# [Consegna]
Trascrivi il brano sul Vinitaly da "Parole queste che" a "10-13 aprile 2016).", cambiando "famiglia" in "stirpe".

Mi lascio ora condurre nei sapori dell’agroalimentare passando dall’immortale sostanza del Parmigiano alla dolcezza di spicchi d’arancia ricoperti da cioccolato, con intense incursioni in olive, ‘nduja e colomba pasquale. Torno fra i grappoli. Non è vino ma acqua quella che mi ritrovo tra gli occhi una volta arrivato allo stand della casa vinicola tarantina Miali, sul quale è incisa questa frase del giornalista Indro Montanelli, “Ogni filare di vita è la storia di un nonno e un bisnonno”. 
 
Parole queste che sarebbero potute essere pronunciate anche del burbero (poi addolcitosi) viticoltore Alberto Aragon (Giancarlo Giannini), quando nel finale de “Il profumo del mosto selvatico” (1995, di Alfonso Arau) si rivolge al neo-genero Paul (Keanu Reeves), consacrandolo nel vincolo umano-terreno: “Questa è la radice della tua vita. La radice della tua famiglia. Tu sei legato a questa terra e a questa famiglia con la promessa, con l’onore e l’amore. Piantala. Crescerà”.  Arrivederci alla 50^ edizione di Vinitaly (Verona, 10-13 aprile 2016).

# [Dati archiviati]

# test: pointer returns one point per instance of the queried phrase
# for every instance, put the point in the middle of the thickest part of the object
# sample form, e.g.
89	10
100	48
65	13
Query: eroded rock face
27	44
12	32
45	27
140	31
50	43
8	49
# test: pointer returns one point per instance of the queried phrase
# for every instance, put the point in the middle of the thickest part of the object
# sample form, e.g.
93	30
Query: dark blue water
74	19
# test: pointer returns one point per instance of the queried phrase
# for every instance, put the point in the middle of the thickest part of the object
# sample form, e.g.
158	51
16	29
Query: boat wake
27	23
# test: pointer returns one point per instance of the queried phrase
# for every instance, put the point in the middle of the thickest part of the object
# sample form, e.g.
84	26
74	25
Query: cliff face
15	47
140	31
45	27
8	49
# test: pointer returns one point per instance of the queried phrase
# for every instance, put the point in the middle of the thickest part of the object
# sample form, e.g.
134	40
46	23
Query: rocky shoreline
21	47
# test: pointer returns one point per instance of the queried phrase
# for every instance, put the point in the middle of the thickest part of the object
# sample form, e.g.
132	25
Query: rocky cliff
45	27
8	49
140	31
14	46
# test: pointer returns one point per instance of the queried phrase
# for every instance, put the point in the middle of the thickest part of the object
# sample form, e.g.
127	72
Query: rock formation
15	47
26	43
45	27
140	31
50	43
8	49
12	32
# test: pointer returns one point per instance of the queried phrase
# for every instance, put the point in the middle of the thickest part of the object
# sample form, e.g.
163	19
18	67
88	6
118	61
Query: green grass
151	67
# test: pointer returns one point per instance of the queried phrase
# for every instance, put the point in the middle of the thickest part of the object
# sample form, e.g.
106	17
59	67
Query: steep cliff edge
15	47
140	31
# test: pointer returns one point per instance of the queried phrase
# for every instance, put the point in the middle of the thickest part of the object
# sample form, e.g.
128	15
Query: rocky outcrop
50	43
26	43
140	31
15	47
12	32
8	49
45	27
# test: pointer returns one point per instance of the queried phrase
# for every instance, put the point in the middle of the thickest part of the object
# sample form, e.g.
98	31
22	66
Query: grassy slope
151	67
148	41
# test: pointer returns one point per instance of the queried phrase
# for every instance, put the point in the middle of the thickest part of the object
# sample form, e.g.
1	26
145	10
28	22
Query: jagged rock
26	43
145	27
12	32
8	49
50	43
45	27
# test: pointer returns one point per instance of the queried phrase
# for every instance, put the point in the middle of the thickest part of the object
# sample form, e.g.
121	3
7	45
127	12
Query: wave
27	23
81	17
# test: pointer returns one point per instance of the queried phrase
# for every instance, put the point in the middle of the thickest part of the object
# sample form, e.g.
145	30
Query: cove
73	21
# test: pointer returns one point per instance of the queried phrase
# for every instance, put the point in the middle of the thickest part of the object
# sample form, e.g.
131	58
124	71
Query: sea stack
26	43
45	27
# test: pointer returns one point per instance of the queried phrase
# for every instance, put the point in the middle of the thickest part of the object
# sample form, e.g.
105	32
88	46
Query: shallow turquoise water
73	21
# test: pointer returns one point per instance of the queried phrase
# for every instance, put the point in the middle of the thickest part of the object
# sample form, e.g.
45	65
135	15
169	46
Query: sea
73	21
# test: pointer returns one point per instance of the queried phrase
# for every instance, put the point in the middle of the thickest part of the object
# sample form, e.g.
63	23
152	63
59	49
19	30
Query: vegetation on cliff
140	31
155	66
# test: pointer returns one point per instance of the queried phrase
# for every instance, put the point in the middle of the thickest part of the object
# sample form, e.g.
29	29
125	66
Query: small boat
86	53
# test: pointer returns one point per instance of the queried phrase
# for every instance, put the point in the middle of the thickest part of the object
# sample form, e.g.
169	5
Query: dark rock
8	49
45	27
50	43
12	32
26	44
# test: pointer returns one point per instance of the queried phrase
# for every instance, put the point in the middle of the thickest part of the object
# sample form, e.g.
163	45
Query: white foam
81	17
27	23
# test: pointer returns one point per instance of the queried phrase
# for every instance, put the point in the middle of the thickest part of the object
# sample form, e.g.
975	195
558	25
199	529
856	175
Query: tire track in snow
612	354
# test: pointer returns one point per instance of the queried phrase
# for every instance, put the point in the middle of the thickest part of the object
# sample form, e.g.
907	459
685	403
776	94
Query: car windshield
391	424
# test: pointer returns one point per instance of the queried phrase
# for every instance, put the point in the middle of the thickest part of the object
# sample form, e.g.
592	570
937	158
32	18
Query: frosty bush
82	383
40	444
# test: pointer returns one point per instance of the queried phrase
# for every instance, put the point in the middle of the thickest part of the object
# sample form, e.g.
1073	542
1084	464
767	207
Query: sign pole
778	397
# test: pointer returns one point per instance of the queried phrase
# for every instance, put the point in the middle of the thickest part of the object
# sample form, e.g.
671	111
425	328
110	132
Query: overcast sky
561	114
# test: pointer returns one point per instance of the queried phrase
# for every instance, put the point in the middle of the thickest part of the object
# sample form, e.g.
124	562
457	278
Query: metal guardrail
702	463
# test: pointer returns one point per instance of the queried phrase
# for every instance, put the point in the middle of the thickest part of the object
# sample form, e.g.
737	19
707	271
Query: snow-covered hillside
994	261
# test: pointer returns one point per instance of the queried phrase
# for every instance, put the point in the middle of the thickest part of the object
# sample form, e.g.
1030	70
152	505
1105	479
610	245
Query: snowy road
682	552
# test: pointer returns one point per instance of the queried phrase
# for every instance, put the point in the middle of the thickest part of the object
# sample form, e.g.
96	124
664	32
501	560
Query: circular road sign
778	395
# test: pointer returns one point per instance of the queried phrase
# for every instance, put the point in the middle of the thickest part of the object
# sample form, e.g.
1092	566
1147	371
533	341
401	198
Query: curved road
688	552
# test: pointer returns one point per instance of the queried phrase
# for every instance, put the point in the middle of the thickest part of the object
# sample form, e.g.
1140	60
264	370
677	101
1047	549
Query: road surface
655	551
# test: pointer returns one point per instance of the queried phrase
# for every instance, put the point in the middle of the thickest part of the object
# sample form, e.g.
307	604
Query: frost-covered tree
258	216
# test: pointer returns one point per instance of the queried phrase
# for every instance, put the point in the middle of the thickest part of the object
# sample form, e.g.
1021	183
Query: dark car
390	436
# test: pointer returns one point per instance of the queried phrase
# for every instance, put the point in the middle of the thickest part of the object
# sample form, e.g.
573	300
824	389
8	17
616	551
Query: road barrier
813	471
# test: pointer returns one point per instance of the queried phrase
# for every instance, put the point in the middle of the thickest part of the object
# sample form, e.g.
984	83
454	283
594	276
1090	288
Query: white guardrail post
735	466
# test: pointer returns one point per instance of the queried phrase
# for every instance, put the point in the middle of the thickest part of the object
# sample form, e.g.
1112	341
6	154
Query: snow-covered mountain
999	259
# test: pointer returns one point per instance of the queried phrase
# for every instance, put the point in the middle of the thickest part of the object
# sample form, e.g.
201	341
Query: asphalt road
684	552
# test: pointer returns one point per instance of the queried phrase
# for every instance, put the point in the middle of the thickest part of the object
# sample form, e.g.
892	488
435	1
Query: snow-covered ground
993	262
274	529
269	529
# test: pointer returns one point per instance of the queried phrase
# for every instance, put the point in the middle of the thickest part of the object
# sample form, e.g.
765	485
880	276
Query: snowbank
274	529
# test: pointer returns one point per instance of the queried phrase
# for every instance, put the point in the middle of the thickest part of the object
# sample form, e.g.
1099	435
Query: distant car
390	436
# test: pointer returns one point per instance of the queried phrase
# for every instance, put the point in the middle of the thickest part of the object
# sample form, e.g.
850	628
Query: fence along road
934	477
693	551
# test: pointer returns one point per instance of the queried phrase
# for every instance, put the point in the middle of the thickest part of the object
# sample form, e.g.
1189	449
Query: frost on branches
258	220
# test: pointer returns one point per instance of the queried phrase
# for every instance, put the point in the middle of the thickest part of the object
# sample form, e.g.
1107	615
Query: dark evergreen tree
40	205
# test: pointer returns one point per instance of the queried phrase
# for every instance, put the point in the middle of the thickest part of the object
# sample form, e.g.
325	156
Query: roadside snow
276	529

# [Risultato dell'esercizio]
Parole queste che sarebbero potute essere pronunciate anche del burbero (poi addolcitosi) viticoltore Alberto Aragon (Giancarlo Giannini), quando nel finale de “Il profumo del mosto selvatico” (1995, di Alfonso Arau) si rivolge al neo-genero Paul (Keanu Reeves), consacrandolo nel vincolo umano-terreno: “Questa è la radice della tua vita. La radice della tua stirpe. Tu sei legato a questa terra e a questa stirpe con la promessa, con l’onore e l’amore. Piantala. Crescerà”.  Arrivederci alla 50^ edizione di Vinitaly (Verona, 10-13 aprile 2016).